■ What is expected
Copy exactly the run of lines that begins at the line with "Target: wooden planter box" and ends at the final line of the entries.

======== Data to examine ========

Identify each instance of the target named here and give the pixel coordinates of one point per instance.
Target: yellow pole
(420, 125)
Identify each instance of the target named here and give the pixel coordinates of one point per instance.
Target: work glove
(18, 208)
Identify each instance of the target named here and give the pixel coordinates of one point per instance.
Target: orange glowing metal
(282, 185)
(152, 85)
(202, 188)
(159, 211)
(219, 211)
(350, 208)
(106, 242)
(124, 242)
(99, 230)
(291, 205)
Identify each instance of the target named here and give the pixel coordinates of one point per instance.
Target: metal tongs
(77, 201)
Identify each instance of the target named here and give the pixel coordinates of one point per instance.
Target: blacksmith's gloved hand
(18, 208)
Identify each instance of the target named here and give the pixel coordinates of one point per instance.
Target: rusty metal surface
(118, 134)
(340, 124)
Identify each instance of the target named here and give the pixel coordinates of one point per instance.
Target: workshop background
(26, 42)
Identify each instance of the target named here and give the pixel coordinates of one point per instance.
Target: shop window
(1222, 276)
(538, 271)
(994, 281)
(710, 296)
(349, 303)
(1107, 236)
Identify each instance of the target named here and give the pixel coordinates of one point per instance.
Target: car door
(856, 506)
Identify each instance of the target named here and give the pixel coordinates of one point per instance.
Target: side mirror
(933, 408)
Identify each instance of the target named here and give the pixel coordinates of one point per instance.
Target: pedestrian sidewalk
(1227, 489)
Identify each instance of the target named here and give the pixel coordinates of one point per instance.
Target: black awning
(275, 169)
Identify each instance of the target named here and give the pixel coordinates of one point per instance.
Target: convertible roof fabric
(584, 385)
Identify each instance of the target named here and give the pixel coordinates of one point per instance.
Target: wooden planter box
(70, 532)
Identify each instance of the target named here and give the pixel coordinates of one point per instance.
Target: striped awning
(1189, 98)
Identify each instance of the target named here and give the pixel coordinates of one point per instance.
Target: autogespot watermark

========

■ Task solution
Target: wooden planter box
(70, 532)
Identify each instance of the target named here and give the pixel coordinates of one point per instance.
Target: striped awning
(1189, 98)
Identify each instance of the target named here and give the pixel coordinates of one point per instance.
Target: autogespot watermark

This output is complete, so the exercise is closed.